### [Provided entries]
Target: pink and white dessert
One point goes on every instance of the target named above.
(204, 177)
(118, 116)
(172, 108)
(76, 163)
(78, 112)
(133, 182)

### [Instructions for the task]
Reproduce every line of the listing above verbatim, keeping the original order.

### [Finished answer]
Target: pink and white dessert
One point goes on every instance of the target named above.
(204, 177)
(118, 116)
(172, 108)
(76, 163)
(78, 112)
(133, 182)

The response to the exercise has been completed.